WHAT IS EXPECTED ▸ How many lines of the listing below contain the string "black"? Give only the number.

Listing from a data source ▸
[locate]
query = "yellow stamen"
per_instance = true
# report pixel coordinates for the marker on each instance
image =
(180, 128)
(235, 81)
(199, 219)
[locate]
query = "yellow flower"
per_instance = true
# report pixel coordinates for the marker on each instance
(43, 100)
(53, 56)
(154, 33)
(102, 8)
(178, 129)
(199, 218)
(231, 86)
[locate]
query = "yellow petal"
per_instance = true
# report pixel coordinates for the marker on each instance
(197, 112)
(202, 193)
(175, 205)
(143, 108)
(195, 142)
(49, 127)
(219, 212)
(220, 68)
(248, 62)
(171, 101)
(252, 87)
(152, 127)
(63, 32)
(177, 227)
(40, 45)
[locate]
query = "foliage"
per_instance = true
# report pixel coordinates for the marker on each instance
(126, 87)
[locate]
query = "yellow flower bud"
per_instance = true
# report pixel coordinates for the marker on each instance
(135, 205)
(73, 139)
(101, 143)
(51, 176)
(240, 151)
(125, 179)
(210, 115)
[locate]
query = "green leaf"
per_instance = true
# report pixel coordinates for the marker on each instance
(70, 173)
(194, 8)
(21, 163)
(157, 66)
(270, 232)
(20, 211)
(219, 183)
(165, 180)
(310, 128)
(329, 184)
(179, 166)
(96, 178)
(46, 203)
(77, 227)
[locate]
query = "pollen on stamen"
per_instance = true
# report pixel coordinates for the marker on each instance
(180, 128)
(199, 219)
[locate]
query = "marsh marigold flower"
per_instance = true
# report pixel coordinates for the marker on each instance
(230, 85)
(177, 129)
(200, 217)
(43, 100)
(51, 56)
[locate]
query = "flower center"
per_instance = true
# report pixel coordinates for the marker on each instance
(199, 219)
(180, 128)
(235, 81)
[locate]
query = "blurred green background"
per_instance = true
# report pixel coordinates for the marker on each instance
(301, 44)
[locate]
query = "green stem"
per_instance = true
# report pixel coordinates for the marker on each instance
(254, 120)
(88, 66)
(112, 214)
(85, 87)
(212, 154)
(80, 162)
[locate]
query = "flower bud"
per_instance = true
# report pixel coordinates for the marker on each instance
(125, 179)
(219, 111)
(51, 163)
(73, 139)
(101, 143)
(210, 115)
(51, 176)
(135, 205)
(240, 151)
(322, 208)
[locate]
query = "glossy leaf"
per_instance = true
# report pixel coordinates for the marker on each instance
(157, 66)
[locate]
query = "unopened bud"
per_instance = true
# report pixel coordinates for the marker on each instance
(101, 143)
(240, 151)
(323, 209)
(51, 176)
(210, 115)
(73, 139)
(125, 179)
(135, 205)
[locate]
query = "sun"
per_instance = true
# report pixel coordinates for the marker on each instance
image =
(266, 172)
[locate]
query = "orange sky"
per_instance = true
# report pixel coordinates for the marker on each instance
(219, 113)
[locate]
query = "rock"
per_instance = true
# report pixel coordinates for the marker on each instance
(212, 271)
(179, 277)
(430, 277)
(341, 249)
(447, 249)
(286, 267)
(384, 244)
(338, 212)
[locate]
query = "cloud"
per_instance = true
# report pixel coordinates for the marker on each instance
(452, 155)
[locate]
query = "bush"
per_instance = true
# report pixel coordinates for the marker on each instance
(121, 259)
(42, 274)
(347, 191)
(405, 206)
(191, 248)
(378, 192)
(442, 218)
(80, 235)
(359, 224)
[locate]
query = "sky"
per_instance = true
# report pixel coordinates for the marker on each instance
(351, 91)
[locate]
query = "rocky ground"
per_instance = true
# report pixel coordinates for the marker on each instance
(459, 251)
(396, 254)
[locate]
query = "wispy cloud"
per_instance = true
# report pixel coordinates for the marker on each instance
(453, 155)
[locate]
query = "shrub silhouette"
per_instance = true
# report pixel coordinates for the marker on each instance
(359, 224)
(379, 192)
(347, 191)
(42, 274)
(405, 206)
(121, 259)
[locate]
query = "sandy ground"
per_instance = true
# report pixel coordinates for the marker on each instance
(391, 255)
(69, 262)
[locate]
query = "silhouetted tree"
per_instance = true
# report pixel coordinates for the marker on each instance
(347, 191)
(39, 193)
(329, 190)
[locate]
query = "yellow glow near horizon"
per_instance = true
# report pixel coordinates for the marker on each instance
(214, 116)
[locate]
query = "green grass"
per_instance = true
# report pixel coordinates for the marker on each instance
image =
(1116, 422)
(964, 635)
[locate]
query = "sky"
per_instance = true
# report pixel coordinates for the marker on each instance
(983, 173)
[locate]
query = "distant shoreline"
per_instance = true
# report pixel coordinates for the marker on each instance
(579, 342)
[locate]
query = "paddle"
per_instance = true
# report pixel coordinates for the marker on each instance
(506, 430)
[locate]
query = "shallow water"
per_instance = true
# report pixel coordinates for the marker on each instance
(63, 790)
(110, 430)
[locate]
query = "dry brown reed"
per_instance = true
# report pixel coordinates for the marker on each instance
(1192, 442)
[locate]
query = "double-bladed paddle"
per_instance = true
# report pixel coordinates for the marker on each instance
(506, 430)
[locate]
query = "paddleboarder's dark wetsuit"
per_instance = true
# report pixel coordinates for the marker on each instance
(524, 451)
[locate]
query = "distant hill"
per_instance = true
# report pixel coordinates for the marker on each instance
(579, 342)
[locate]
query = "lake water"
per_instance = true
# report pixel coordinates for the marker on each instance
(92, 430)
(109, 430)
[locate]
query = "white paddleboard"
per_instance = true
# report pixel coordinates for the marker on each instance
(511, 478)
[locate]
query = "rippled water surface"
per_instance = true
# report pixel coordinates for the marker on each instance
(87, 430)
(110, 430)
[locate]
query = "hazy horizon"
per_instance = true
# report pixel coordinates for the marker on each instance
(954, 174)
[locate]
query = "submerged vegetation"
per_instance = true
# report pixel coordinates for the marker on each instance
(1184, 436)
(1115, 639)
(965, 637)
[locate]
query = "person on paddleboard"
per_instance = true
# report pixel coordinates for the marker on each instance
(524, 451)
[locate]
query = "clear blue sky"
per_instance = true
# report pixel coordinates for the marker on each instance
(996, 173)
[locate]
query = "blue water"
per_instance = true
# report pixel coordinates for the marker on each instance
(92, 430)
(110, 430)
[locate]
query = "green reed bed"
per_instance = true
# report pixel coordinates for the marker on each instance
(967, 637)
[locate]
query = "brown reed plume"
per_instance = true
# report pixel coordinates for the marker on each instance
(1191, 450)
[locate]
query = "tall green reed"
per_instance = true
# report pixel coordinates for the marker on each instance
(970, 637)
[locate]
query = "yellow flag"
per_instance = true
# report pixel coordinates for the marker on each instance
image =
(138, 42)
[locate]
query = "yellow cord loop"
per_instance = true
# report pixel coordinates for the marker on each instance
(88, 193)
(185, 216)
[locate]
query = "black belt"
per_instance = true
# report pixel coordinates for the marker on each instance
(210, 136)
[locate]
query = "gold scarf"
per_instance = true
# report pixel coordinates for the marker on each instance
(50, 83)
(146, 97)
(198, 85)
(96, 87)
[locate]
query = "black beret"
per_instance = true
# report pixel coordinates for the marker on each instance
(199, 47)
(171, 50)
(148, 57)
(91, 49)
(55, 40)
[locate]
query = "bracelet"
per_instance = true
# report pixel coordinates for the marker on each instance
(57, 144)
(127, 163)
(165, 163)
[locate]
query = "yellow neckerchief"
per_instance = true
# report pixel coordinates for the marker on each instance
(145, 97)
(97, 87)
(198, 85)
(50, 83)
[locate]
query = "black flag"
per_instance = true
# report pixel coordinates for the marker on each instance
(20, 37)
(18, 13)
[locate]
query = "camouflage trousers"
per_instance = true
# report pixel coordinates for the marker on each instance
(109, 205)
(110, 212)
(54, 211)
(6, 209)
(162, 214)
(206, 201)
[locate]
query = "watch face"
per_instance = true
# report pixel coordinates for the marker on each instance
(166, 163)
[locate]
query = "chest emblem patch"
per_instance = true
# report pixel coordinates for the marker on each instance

ANSWER BELOW ▸ 3